## Written problem
Take the line that contains "Would you mind indicating the wooden blanket" as the first line and the final line of the records as the last; return exactly those lines and the lines between.

* START Source material *

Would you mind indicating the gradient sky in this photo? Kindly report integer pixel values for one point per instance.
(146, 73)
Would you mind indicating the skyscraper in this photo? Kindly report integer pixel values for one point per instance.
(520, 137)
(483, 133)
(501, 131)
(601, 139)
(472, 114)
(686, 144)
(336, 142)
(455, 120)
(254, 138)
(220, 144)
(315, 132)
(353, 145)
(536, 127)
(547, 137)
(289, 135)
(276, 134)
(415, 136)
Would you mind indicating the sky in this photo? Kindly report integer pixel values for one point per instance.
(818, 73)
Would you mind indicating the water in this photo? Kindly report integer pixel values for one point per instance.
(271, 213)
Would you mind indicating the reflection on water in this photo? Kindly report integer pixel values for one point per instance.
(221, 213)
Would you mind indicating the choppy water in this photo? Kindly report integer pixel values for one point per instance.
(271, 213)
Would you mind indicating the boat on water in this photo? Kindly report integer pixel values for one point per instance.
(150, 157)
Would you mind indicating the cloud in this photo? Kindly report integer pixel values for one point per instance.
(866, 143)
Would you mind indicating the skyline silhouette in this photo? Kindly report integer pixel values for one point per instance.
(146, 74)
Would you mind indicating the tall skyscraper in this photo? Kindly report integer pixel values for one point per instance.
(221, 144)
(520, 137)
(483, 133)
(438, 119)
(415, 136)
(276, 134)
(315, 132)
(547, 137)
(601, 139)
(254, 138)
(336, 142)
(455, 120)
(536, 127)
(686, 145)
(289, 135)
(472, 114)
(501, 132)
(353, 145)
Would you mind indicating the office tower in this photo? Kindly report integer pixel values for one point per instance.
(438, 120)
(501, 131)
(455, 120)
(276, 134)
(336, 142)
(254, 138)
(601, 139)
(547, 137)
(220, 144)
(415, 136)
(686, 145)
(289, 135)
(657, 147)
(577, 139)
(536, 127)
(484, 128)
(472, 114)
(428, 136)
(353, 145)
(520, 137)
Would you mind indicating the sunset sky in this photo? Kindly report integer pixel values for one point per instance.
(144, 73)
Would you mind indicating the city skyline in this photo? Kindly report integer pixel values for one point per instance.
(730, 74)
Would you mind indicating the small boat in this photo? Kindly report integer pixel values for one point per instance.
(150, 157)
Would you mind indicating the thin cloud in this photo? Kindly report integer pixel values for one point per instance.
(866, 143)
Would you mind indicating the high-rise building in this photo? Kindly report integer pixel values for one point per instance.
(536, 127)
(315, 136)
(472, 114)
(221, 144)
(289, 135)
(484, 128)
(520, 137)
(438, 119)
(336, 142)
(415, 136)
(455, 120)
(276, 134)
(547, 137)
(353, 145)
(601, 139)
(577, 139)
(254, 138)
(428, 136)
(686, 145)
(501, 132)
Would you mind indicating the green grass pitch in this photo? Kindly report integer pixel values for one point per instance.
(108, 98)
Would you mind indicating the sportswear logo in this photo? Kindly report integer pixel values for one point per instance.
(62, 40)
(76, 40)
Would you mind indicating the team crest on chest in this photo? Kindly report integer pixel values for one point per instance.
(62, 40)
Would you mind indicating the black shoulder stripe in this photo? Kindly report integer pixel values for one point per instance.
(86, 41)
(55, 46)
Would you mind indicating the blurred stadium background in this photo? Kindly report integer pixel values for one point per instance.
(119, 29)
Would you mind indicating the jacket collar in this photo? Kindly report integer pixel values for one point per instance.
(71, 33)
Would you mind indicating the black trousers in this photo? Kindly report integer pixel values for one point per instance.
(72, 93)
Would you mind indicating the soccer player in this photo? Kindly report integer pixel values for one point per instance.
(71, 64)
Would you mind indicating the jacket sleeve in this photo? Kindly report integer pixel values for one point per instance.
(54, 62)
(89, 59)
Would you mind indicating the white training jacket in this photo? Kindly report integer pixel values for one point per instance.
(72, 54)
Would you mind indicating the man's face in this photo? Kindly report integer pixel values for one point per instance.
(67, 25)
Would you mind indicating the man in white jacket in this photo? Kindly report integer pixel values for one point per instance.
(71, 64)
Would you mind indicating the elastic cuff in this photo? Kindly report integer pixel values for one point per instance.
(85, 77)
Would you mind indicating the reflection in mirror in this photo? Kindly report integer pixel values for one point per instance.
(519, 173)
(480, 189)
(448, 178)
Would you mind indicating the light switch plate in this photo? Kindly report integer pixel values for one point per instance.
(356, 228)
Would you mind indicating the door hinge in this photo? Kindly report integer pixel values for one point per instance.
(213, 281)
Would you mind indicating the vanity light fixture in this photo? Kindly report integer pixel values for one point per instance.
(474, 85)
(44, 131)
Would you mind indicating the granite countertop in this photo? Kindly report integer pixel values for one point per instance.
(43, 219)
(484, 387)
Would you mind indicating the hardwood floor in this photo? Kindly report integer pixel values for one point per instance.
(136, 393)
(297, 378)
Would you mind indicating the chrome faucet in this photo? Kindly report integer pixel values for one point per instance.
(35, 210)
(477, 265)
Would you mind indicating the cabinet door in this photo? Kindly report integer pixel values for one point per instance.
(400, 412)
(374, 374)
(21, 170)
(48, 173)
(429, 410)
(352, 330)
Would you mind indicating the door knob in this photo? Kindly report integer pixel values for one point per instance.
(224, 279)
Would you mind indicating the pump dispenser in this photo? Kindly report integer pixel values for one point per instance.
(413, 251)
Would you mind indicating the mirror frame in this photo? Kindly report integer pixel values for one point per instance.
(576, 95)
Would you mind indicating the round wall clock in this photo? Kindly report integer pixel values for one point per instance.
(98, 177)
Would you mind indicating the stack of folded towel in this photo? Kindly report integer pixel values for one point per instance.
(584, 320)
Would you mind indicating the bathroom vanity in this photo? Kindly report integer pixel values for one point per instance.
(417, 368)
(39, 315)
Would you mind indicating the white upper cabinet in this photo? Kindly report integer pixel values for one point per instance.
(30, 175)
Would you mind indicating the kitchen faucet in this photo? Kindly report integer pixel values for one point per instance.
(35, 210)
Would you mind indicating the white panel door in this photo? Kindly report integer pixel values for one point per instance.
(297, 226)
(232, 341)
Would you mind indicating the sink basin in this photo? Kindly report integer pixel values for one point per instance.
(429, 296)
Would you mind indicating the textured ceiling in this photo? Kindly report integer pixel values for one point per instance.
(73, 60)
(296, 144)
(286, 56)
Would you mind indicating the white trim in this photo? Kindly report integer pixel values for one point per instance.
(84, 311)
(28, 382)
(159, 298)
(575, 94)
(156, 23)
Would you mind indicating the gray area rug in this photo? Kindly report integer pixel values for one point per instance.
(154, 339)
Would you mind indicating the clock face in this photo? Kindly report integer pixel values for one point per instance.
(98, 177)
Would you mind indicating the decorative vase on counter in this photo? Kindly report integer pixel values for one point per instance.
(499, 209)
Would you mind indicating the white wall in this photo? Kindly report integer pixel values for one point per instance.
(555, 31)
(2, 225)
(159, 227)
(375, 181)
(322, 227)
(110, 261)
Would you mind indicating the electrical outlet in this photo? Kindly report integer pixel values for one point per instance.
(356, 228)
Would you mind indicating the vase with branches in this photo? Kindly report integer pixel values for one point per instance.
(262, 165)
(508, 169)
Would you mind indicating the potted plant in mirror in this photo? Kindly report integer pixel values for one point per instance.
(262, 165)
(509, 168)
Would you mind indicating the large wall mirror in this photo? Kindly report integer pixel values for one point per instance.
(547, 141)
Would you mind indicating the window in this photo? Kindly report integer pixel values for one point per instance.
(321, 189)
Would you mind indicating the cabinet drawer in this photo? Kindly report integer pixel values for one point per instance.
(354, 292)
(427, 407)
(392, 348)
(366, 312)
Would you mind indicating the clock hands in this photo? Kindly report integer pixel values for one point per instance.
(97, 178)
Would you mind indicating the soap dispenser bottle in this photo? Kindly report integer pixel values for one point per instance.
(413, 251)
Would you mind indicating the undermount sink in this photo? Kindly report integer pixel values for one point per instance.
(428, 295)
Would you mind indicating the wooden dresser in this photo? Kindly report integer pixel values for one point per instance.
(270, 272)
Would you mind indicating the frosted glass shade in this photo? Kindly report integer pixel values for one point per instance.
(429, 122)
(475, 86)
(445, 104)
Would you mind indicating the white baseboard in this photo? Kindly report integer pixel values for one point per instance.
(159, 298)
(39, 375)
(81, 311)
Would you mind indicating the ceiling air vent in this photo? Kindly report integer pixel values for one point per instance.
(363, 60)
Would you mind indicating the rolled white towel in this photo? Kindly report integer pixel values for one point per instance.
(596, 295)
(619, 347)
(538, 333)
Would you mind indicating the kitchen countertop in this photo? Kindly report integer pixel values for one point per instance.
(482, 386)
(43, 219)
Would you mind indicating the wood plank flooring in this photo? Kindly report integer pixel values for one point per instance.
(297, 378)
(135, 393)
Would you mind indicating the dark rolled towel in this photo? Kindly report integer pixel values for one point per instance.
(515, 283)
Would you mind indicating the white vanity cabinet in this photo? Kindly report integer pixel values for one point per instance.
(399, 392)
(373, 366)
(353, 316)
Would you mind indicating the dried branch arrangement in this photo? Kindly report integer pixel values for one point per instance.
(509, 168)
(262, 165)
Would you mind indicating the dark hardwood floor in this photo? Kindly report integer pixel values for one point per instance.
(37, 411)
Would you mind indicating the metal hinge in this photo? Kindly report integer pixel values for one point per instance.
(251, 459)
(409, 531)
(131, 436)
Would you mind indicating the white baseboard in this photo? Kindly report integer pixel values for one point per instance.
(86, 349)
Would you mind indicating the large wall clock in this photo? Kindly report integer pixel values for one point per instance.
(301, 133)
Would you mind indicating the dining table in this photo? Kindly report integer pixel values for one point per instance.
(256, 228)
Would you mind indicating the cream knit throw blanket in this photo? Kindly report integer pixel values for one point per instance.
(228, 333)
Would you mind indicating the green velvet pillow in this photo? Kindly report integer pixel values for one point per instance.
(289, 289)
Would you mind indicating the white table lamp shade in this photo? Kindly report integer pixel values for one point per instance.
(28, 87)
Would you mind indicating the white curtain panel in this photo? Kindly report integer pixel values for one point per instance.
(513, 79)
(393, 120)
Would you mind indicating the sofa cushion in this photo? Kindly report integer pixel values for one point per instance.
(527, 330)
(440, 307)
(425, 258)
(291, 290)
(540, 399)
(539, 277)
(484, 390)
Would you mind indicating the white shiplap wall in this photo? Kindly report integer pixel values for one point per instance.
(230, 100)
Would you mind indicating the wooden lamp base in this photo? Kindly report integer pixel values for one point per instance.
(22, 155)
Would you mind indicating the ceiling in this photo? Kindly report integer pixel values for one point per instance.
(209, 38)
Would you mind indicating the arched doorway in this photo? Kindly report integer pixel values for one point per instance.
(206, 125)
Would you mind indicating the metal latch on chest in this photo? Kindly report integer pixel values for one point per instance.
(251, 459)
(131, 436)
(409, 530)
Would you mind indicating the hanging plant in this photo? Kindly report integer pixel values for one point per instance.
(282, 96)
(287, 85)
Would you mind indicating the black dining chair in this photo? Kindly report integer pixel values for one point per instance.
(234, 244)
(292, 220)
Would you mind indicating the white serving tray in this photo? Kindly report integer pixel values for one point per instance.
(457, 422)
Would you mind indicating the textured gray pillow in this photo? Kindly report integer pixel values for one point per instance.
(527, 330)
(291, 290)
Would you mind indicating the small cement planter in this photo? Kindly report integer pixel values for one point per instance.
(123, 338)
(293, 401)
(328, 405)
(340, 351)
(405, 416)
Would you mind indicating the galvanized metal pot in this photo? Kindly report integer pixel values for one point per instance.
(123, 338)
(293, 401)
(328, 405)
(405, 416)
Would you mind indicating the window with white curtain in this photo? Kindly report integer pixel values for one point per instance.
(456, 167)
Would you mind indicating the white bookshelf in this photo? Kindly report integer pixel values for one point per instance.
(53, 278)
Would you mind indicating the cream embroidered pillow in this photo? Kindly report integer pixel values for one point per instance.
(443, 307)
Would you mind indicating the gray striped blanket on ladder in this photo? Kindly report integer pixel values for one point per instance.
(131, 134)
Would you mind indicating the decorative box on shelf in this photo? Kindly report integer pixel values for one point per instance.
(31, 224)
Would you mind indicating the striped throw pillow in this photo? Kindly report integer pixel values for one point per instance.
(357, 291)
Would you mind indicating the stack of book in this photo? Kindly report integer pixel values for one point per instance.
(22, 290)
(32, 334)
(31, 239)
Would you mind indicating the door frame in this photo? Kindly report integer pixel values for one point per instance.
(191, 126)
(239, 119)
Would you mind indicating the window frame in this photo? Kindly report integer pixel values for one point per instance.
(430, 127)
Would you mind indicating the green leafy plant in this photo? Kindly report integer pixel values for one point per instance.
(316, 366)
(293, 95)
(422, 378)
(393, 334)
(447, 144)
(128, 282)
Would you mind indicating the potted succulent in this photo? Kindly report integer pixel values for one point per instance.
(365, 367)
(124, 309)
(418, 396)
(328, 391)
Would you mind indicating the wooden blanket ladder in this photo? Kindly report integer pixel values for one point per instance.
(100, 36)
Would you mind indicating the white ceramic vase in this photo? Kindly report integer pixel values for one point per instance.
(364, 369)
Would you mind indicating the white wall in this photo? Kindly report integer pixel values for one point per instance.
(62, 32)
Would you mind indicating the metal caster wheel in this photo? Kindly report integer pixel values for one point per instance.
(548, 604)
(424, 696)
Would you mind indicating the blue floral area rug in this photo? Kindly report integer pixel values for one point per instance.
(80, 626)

* END Source material *

## Full output
Would you mind indicating the wooden blanket ladder in this photo? Kindly report integer pixel values for one point per instance.
(100, 36)
Would you mind indicating the white ceramic vase in this photo? Kindly report integer pixel values for one point per instance.
(364, 369)
Would you mind indicating the white wall in this photo? Kindly report integer pixel values for one point per instance.
(62, 32)
Would you mind indicating the metal caster wheel in this photo? Kindly report integer pixel values for one point per instance.
(548, 604)
(424, 696)
Would you mind indicating the blue floral area rug in this photo? Kindly report integer pixel values for one point per instance.
(80, 626)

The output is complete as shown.